If life expectancy was in the 40s, survivors of childhood could probably expect to live significantly longer than that. Child mortality skews life expectancy downwards.
Plenty of people reached 60+ and some reached 90+ back then. Don't forget identical biology bad healthcare so lots of people died young and or in childbirth.
"One of my old Physics teachers was an expert on Stone Henge. Did a lot of original research in the 1980s."
Did your teacher publish anything? I'm aware of Alexander and Archie Thom [1], John North [2] and Fred Hoyle [3] as well as the pop science books by Gerald Hawkins.
PS: remember that climate in Britain was very different from now and changed a lot during the construction of megalithic sites. Inland Britain was as you say covered with dense forest so river valleys and coastal areas were very important then.
I think so ...we're going back nearly 25 years and I only had him for a Megalithic Science general studies course at A-level ...he was one of our physics teachers but not my one actually so my name recall is shaky - Andrew Taylor I think iirc
I'm not sur if its me noticing things or the zeitgiest, but ancient history seems to be really interesting right now.
There were people here a long time ago. They were doing stuff. We have no idea what or why. A tiny fraction of their stuff was big and stone and durable enough to last thousands of years and let us know they were there and doing interesting things. But, we don't have any context. It would be like future generations finding a gigantic open pit mine in one place an airport runway in another place and a giant statue of Kim Jong Un and speculating about out society.
BTW, If there where stonehenges & Pyramids from 20k years ago, would they have lasted till now? We tend to assume not much was going on during the paleolithic. If city states trade & large structures existed during those times, would we know about it?
I think if someone knows anything at all about Cleopatra beyond "something to do with Egypt", they'd know she was a contemporary of Julius Caesar and Mark Antony (thanks to Shakespeare at least), even if they don't know anything about the Ptolemaic dynasty.
The thing I do think a lot of people forget is just how old the Pyramids are. I do know it but often have trouble really putting it into perspective.
Also note the Great Pyramid at Giza was the tallest building in the world for almost 4000 years. And some buildings that later took the title were actually shorter than the Great Pyramid originally was at construction, but the Great Pyramid eroded over the millennia.
Henges have a ditch with an outer bank. At Stonehenge it is reversed, with a ditch OUTSIDE the bank - effectively making the world around it the structure for which it is named.
This article title is slightly misleading. The migration route of Aurochs theory certainly gives an explanation as to why ancient people gathered in this location. But it doesn't give reason for why the specific structures at Stone Henge were built, as people might assume from the title.
What I recall from my old teacher, and his work, was that you can pretty clearly demonstrate that the structures were there for observing the sun cycles, as was typical of many megalithic monuments - sun & moon cycles. Most of the other claimed observations can be explained away as statistical artifacts. Given the evidence of burial and the fact such observations would have had religious significance I haven't seen much to challenge the existing understanding of the site.
As an aside, I have visited many megalithic sites in the British Isles (many years go). I find them fascinating. One thing that people often remark on is how they're often in the middle of nowhere, but when they were built they were often in clearings in dense forests, but over time as we domesticated animals that would feed on the bark, killing the trees, then eat the new shoots, over many centuries - millennia - we deforested, for example the moors, and the megalithic sites became elegant monuments to a forgotten age, standing proud against a bleak landscape.
=-=-=
Task A
In the discussion of ancient monuments, rewrite the passage from "If life expectancy" up to and including "life expectancy downwards.", putting "average lifespan" in place of "life expectancy".
Task B
According to the discussion of ancient monuments, for about how long was the Great Pyramid at Giza the tallest building in the world?
=-=-=
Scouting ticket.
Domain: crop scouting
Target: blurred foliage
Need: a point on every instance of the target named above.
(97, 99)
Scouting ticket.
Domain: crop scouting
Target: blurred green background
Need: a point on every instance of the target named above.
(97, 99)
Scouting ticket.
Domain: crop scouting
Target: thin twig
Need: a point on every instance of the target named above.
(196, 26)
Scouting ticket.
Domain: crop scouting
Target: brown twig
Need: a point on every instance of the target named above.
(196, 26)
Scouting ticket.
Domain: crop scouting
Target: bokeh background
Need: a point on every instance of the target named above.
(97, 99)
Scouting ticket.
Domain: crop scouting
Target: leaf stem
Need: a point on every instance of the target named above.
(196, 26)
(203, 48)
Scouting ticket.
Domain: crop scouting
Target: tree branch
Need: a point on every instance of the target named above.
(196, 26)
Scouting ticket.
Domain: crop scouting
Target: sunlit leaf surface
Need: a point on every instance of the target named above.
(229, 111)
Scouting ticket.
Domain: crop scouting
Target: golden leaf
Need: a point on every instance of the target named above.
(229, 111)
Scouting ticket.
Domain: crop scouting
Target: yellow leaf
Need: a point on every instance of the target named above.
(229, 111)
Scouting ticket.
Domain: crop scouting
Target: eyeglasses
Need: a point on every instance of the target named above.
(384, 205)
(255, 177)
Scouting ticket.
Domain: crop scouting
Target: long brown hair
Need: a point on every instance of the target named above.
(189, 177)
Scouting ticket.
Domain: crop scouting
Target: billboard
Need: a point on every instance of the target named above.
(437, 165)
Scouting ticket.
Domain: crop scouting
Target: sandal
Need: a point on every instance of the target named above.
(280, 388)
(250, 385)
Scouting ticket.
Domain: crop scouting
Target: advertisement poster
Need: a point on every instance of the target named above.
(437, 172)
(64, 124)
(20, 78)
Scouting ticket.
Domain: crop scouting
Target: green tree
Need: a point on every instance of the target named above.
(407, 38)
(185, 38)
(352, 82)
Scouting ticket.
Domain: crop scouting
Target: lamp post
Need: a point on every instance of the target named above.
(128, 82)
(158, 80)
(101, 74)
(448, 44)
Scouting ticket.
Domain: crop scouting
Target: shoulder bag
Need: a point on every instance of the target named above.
=-=-=
Answer section A
If average lifespan was in the 40s, survivors of childhood could probably expect to live significantly longer than that. Child mortality skews average lifespan downwards.

Answer section B
For almost 4000 years.